Fragmento del documento |
━━━━━━━━━━━━━━━━
Escuché más de una vez en los últimos días la frase “Cristina se equivocó en 2019”. De modo inequívoco el dicho significa que fue un error de Cristina la fórmula encabezada por Alberto Fernández. Es estremecedora la manera en que las pasiones políticas excitan la razón hasta el punto de terminar entendiendo la historia política como una cadena lineal de causas y efectos interpretados de modo aislado de los acontecimientos, de las luchas y solamente atada a la voluntad de sus actores centrales. Se elimina así la aleatoriedad de la política y se la reemplaza por una interpretación burdamente determinista.
Si quedaba alguna duda del fracaso de ese determinismo infantil, el siglo XX terminó de eliminarla. Pero la expresión “fracaso” termina siendo parte de la misma mirada determinista. El determinismo fracasó en el terreno de las ideas de minorías intelectuales. Está, en cambio, muy vivo en la mentalidad popular. No habría fuerzas realmente políticas si no permaneciera vivo el mito de los grandes personajes de las naciones y del mundo, a quienes debemos la libertad, o el progreso, o la revolución. Para creer en esos valores se necesita la ceremonia de reconocimiento a quienes los crearon, lo difundieron y aseguraron su permanencia en el tiempo. Sin el mito (sin la “religión” diría Maquiavelo) no existe el Príncipe.
━━━━━━━━━━━━━━━━
Indicaciones a seguir |
Según el texto sobre el determinismo en la política, ¿por qué debe seguir vivo el mito de los grandes personajes de las naciones y del mundo? Responde en una a tres oraciones.
━━━━━━━━━━━━━━━━
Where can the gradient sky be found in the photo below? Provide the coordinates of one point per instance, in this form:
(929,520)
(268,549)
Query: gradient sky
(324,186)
━━━━━━━━━━━━━━━━
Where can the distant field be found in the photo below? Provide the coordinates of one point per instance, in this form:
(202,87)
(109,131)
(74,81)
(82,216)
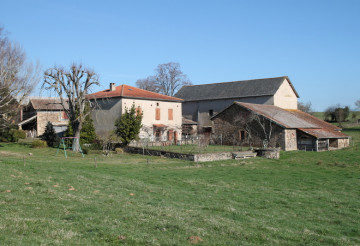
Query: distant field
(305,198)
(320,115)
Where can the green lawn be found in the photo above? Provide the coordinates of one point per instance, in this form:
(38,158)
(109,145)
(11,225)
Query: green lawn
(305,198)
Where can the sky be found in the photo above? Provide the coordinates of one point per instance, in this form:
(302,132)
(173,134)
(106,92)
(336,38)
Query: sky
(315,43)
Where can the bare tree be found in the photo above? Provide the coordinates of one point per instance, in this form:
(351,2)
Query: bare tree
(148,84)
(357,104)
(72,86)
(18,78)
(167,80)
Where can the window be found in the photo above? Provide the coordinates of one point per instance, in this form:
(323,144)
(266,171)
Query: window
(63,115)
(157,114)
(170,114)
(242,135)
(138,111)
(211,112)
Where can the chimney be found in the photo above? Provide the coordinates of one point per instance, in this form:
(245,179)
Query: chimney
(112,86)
━━━━━━━━━━━━━━━━
Respuesta del ejercicio |
Sin ese mito no habría fuerzas realmente políticas. Para creer en valores como la libertad, el progreso o la revolución se necesita la ceremonia de reconocimiento a quienes los crearon, los difundieron y aseguraron su permanencia en el tiempo. Sin el mito, o la «religión» en palabras de Maquiavelo, no existe el Príncipe.